▶ **Task**
The response should be an exact repetition of all the entries.

(Entries taken from a collection)
*** Begin section ***

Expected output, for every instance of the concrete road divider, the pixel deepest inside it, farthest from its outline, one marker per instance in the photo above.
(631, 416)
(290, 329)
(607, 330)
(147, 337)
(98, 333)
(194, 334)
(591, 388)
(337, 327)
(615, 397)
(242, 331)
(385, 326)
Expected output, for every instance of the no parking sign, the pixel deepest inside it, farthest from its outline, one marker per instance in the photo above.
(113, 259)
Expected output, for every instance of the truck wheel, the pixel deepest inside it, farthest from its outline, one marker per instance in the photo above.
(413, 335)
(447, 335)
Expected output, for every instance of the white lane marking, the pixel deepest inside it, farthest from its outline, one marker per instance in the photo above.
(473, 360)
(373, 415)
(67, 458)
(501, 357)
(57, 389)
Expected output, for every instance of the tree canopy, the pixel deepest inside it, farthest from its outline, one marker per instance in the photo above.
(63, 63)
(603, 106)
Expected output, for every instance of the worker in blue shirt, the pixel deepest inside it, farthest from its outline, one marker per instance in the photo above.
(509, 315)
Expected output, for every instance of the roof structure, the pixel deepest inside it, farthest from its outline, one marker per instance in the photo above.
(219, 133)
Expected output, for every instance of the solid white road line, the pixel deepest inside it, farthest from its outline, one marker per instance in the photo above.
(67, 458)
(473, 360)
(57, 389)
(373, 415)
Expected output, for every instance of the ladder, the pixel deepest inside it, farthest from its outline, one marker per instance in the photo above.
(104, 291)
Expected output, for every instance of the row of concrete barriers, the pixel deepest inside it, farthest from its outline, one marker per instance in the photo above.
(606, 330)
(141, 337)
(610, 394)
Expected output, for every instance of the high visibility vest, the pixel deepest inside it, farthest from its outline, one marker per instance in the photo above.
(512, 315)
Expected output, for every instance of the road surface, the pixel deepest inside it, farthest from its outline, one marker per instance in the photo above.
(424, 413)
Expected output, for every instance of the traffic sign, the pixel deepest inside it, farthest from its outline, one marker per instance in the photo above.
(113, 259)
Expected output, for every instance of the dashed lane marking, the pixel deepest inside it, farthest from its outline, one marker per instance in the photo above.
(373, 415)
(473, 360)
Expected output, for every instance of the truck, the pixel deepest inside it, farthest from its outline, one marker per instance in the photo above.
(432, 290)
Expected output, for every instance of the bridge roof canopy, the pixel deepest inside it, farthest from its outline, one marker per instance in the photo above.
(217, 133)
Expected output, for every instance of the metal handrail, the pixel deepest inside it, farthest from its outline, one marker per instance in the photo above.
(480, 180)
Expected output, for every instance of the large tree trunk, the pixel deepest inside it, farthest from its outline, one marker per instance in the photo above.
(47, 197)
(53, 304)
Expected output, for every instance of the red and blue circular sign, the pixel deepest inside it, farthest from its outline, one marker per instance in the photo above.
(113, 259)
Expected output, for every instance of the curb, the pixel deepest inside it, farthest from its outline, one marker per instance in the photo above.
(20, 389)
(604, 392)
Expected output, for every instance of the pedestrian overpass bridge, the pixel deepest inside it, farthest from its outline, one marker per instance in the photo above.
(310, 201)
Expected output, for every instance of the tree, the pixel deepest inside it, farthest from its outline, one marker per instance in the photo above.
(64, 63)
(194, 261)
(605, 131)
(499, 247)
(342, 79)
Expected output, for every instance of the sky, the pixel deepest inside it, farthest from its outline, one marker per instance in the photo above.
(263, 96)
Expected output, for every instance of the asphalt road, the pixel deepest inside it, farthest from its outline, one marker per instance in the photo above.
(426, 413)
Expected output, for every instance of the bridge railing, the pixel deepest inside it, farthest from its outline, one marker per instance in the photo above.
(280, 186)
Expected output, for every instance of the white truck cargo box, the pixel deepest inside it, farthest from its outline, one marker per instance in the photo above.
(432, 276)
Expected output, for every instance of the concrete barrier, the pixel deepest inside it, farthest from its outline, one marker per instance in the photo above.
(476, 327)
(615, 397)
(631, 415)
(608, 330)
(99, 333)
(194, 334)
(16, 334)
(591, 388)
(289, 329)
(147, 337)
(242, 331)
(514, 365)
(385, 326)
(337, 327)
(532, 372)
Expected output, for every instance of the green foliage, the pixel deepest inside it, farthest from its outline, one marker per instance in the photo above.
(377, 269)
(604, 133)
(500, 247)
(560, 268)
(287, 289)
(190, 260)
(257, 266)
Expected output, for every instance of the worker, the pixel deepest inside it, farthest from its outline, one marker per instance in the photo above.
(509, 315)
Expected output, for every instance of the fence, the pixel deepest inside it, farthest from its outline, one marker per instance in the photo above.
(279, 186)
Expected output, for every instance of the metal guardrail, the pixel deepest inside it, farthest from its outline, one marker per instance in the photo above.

*** End section ***

▶ **Reply**
Expected output, for every instance of the concrete road divider, the pixel deepest inside it, farthest from its outline, one marker per instance in the photo above.
(631, 416)
(290, 329)
(607, 330)
(147, 337)
(98, 333)
(194, 334)
(591, 388)
(337, 327)
(615, 397)
(242, 331)
(385, 326)
Expected output, for every instance of the no parking sign, the pixel deepest inside it, farthest from its outline, one marker per instance in the photo above.
(113, 259)
Expected output, for every instance of the truck wheel, the pixel deepest inside it, farthest from its outline, one marker per instance in the photo above.
(413, 335)
(447, 335)
Expected output, for every instance of the white lane marking, the pixel deepest inside it, farthest from its outline, one marker per instance in the photo above.
(473, 360)
(373, 415)
(67, 458)
(501, 357)
(57, 389)
Expected output, for every instance of the tree canopy, the pixel deepest inside it, farthest from its outline, one marker per instance in the photo above.
(63, 63)
(603, 106)
Expected output, for every instance of the worker in blue shirt, the pixel deepest inside it, farthest from its outline, one marker per instance in the photo above.
(509, 315)
Expected output, for every instance of the roof structure, the pixel deepest inside it, farthest from its outline, one marker per instance in the photo above.
(219, 133)
Expected output, for every instance of the solid white road line, the pixel deepest inside it, farthest from its outline, one marker per instance in the photo above.
(67, 458)
(473, 360)
(57, 389)
(373, 415)
Expected output, for every instance of the ladder, the pixel deepest inside it, farthest from its outline, one marker per instance in the photo above.
(104, 291)
Expected output, for every instance of the row of concrete barriers, the pixel deepest inside it, farthest from its outline, one marker per instance in the photo above.
(606, 330)
(141, 337)
(610, 394)
Expected output, for every instance of the high visibility vest, the pixel deepest inside it, farthest from its outline, one marker per instance in the photo above.
(512, 315)
Expected output, for every instance of the road surface, the pixel deepest inside it, farthest from its outline, one marker per instance in the photo above.
(424, 413)
Expected output, for every instance of the traffic sign, the pixel deepest inside it, farthest from its outline, one marker per instance in the photo above.
(113, 259)
Expected output, for every instance of the dashed lane marking, the pixel deepest inside it, farthest from its outline, one marker per instance in the photo above.
(373, 415)
(473, 360)
Expected output, for every instance of the truck, the pixel deepest inside it, farthest from its outline, one marker per instance in the photo above.
(432, 290)
Expected output, for every instance of the bridge roof canopy, the pixel deepest inside it, farthest from its outline, one marker per instance in the photo above.
(217, 133)
Expected output, for every instance of the metal handrail, the pixel deepest inside it, farthest from its outline, one marker per instance in the photo above.
(480, 180)
Expected output, for every instance of the large tree trunk, the pixel deepest inside it, farthest from its outline, one marker per instance in the photo above.
(47, 197)
(53, 304)
Expected output, for every instance of the red and blue circular sign, the pixel deepest inside it, farthest from its outline, one marker per instance in the photo above.
(113, 259)
Expected output, for every instance of the curb, the pixel deepest inside it, farthest from its outline, one marker per instance in the photo above.
(20, 389)
(604, 392)
Expected output, for every instance of the pedestrian overpass bridge, the pixel deepest inside it, farthest from its outline, one marker per instance in the photo above.
(310, 201)
Expected output, for every instance of the tree, the pixel deepest inside it, farthest from its outline, one marker per instance in the photo above.
(64, 63)
(194, 261)
(605, 131)
(499, 247)
(342, 79)
Expected output, for every instance of the sky, the pixel deepest inside it, farthest from its outline, one marker per instance in the photo above.
(263, 96)
Expected output, for every instance of the asphalt road, the pixel deepest inside it, farthest from its outline, one marker per instance in the photo above.
(426, 413)
Expected output, for every instance of the bridge railing, the pixel deepest inside it, farthest from its outline, one marker per instance in the photo above.
(280, 186)
Expected output, for every instance of the white truck cargo box, the pixel deepest inside it, farthest from its outline, one marker per instance in the photo above.
(432, 276)
Expected output, for every instance of the concrete barrier, the pixel deepest inside it, farthest from its outline, one marker per instance in the photo above.
(476, 327)
(615, 397)
(631, 415)
(608, 330)
(99, 333)
(194, 334)
(16, 334)
(591, 388)
(289, 329)
(147, 337)
(242, 331)
(514, 365)
(385, 326)
(337, 327)
(532, 372)
Expected output, for every instance of the green foliage, the pixel deepest inside it, farthest from its outline, one marker per instance in the photo above.
(377, 269)
(604, 133)
(500, 247)
(560, 268)
(287, 289)
(190, 260)
(257, 266)
Expected output, for every instance of the worker, the pixel deepest inside it, farthest from its outline, one marker per instance in the photo above.
(509, 315)
Expected output, for every instance of the fence, the pixel deepest inside it, farthest from its outline, one marker per instance in the photo above.
(279, 186)
Expected output, for every instance of the metal guardrail, the pixel deepest inside it, farthest from its outline, one marker per instance in the photo above.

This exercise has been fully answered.